**Task brief:**
I'd like the records transcribed exactly, leaving the images out.

____________________

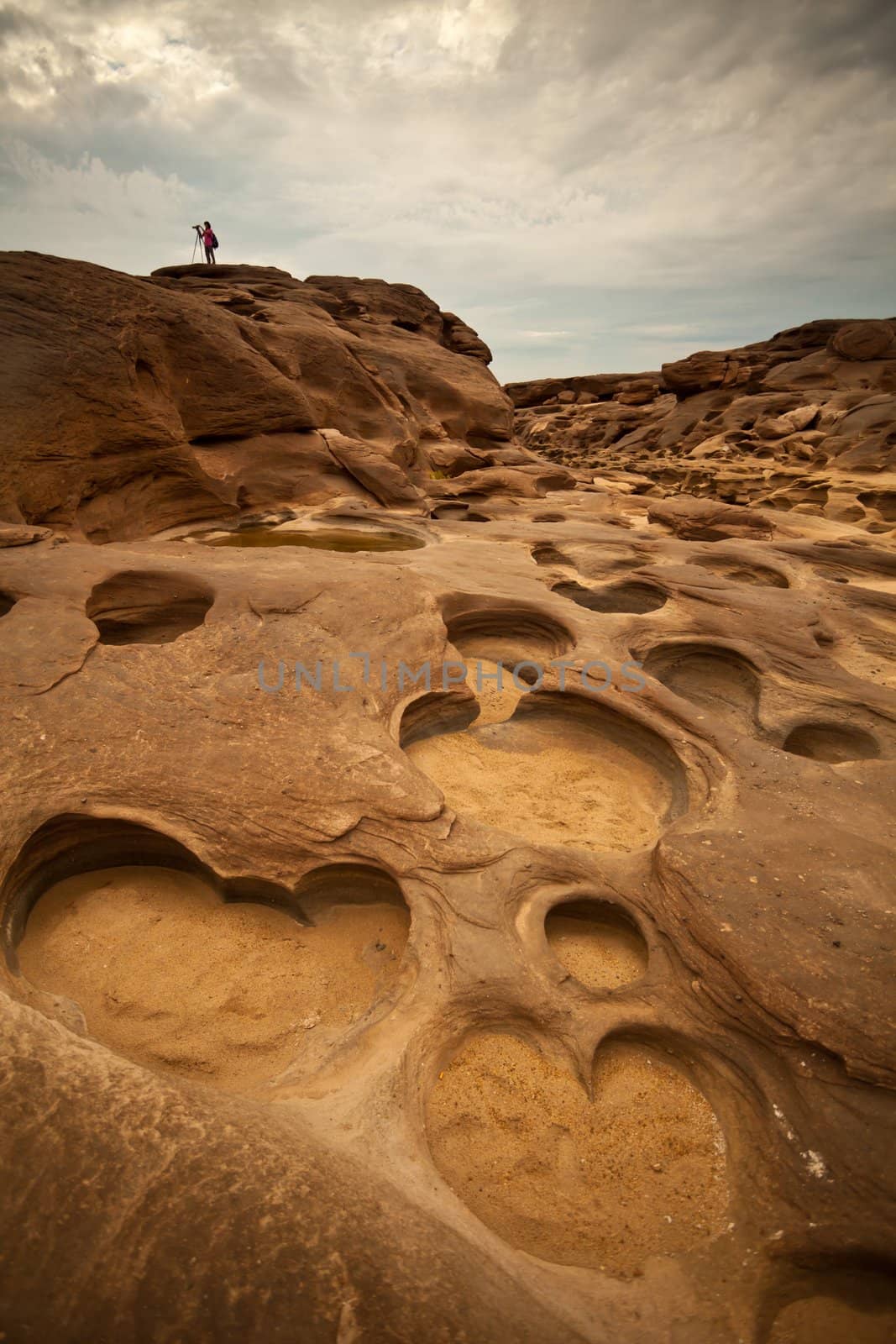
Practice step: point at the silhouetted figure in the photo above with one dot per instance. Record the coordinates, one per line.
(208, 241)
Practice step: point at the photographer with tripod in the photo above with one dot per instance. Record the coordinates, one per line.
(206, 235)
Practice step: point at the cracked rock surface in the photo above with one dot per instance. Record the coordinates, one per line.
(351, 994)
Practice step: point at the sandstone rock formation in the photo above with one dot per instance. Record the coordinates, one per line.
(805, 421)
(136, 405)
(344, 1003)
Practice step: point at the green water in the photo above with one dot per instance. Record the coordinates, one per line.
(322, 539)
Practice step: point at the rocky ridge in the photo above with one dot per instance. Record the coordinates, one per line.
(805, 421)
(344, 1001)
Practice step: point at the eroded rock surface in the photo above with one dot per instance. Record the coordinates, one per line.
(802, 423)
(348, 1000)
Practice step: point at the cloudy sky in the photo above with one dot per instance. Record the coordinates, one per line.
(594, 185)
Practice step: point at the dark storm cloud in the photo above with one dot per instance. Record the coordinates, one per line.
(600, 185)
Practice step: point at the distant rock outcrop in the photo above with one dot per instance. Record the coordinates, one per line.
(805, 421)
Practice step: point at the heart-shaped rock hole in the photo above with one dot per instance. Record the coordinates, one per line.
(638, 1173)
(228, 992)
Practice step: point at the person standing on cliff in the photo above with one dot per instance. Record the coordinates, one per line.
(208, 241)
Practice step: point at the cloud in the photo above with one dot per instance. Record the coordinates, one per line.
(611, 178)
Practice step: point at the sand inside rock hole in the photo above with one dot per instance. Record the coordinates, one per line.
(638, 1173)
(322, 539)
(553, 781)
(600, 953)
(170, 976)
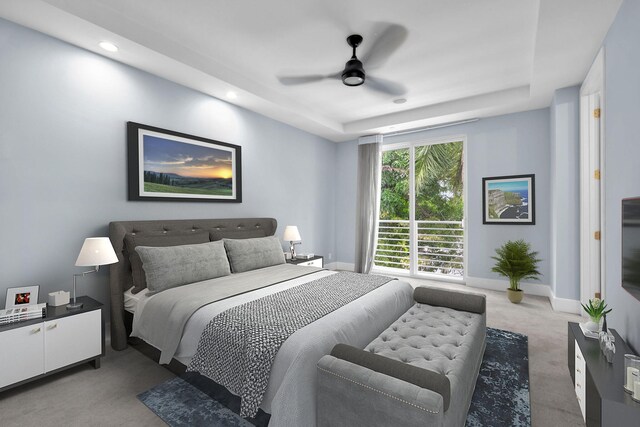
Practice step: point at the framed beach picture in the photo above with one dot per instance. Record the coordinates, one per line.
(173, 166)
(22, 297)
(509, 200)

____________________

**Expected answer:**
Practice step: point at the silhouetted figure in the photo above with one dot per instance. Record the coordinates, one per line.
(208, 241)
Practice step: point at the photographer with tripod in the photo above with one dot per instance. Record the coordinates, one per line.
(206, 235)
Practice step: point at the cracked rock surface in the photo above with one dot per instance. Record the coordinates, one per line.
(351, 994)
Practice step: point at the sandstone rock formation in the photo above with one dot per instance. Record the coordinates, one per line.
(805, 421)
(136, 405)
(344, 1003)
Practice step: point at the green water in the photo above with one dot per instance. Record the coordinates, one per line.
(322, 539)
Practice step: point at the rocky ridge in the photo above with one dot per instance. Record the coordinates, one per line.
(805, 421)
(344, 1001)
Practice step: point at the eroded rock surface in the photo above with one dot per instance. Record the coordinates, one per line.
(802, 423)
(348, 1000)
Practice step: point at the cloudy sky in the photo above with one dot per instance. Record the coordinates, one per line.
(594, 185)
Practice step: point at the dark storm cloud in the photo above with one dot per instance. Record the coordinates, one per line.
(600, 185)
Practice step: point at the distant rock outcrop in the photo above with one dot per instance. Record the coordinates, one per line.
(805, 421)
Practice step: point at the heart-shaped rock hole in the photo above with one dot per instance. Record the coordinates, one per line.
(638, 1173)
(228, 992)
Practice step: point at the person standing on cliff in the photo above with one dot per instance. Record the coordinates, one per line.
(208, 241)
Practice step: point at the cloud in the photo above with one dot per instance. Record the coordinates, one per line.
(611, 178)
Practice step: point at the sand inside rock hole in the photo above with one dot per instance. Record the coordinates, one per line.
(638, 1173)
(322, 539)
(553, 781)
(600, 953)
(170, 976)
Practice step: point at the framed beach picture in the photo above with one dot per instance. Record the coordinates, one per line.
(173, 166)
(22, 297)
(509, 200)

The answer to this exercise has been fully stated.